---------- EXTRACT

I have friends going to see him this weekend. They are experienced GSD people and have an active family and lots of property. Paws crossed for Sampson.


----------



## Holmeshx2

Oh I hope they want him that would be great!


----------



## Jax08

No longer listed on petfinder. Was he adopted today?


----------



## CampPappy

My friend just emailed me and said she call the shelter this morning to arrange to go see him. They told her he was 'gone'....she asked if that meant adopted and they said yes...
Anybody know anything more?


----------



## Myamom

I swear bandcsmom mentioned to me he was adopted. I emailed her to update the thread.


----------



## Jax08

CampPappy - Did they tell your friends about the young gsd there?

--------------------
---------- SUPPLIED MATERIAL

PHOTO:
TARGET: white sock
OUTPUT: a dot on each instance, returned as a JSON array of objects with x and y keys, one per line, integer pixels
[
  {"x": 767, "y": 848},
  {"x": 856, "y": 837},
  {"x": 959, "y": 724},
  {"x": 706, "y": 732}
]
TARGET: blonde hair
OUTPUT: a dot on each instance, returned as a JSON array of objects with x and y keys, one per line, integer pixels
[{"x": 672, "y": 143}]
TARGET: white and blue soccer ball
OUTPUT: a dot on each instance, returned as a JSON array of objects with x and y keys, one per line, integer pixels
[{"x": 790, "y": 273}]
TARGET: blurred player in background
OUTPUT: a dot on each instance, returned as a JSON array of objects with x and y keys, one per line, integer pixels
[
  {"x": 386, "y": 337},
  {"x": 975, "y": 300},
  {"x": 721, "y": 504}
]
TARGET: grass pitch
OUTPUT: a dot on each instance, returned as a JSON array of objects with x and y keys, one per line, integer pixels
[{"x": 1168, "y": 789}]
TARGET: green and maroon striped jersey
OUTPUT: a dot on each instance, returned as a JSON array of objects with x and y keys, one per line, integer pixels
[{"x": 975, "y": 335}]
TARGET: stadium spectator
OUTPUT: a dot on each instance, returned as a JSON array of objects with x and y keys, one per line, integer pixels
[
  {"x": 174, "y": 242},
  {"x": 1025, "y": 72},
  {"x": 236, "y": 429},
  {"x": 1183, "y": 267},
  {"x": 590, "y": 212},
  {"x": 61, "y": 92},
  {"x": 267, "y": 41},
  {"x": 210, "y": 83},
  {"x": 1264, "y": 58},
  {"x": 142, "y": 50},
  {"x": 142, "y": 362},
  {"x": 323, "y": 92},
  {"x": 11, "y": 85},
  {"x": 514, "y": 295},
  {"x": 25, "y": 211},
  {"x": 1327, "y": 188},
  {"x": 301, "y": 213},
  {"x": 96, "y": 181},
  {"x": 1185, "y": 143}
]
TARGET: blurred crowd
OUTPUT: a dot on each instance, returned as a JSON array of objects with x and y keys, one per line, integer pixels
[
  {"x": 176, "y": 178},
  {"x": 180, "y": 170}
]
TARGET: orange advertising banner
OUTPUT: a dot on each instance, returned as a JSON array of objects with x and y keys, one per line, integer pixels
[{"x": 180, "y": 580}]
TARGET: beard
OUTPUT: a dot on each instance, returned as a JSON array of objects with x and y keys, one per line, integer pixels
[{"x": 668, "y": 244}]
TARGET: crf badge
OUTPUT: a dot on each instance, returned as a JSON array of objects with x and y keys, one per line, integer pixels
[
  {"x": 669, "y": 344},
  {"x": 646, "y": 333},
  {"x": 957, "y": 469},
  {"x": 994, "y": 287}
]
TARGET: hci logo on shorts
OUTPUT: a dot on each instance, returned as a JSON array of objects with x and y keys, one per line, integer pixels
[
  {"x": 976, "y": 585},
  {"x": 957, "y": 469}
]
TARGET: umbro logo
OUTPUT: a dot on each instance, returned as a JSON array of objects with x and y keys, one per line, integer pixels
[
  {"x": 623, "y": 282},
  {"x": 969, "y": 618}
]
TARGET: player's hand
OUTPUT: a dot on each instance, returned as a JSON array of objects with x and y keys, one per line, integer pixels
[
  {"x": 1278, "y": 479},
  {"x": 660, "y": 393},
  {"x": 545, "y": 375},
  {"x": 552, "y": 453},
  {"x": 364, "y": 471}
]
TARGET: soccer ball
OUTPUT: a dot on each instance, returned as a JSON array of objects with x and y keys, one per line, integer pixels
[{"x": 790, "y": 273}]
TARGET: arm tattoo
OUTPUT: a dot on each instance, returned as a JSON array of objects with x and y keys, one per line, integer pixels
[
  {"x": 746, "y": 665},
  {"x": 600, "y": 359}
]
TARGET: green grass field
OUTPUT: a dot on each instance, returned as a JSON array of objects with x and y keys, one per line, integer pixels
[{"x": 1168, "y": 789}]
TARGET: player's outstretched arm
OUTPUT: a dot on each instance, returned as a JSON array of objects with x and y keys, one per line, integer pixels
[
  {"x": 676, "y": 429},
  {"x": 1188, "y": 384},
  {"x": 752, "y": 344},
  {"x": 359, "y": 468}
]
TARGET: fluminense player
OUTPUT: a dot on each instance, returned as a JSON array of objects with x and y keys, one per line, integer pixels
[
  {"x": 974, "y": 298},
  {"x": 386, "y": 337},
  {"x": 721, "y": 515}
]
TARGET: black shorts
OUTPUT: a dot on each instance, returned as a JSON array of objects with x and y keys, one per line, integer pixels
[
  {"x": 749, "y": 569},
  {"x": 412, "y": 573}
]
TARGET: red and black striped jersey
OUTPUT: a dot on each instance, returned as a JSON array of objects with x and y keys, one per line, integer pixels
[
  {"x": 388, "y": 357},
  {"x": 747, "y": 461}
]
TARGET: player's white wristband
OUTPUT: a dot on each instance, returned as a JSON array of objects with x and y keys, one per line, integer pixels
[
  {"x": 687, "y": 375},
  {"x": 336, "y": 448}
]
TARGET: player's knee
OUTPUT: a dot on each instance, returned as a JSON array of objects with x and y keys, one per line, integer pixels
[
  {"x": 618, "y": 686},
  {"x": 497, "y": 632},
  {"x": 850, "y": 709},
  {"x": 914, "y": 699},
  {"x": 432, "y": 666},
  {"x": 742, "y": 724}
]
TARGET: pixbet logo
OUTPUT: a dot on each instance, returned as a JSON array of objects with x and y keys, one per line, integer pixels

--------------------

▸ **REQUIREMENTS**:
- A) Answer these questions about the forum thread about Sampson:
(i) According to Jax08, on which site is Sampson no longer listed?
(ii) When CampPappy's friend called the shelter, what did staff first say about Sampson, and what did they confirm when she asked what that meant?
(iii) Whom did Myamom email to update the thread?
- B) Continue the forum thread about Sampson after its final post.
The items are separate from the forum thread about Sampson.

▸ **RESPONSE LIST**:
- A)
(i) Petfinder.
(ii) They said he was "gone," then confirmed that he had been adopted.
(iii) Bandcsmom.

- B)
----------



## CampPappy

Yes.....they felt he's a little too much for them and unknown with kids. They have two very young kids. They are actually adopting another dog that I emailed them about....trained, owner surrender...who was raised with kids. They had hoped to add Sampson to their family as well.


----------



## BandCsMom

So sorry everyone........I've been extremely busy lately. Sampson was adopted.


----------



## BandCsMom

How do I ask the Mods to move this thread?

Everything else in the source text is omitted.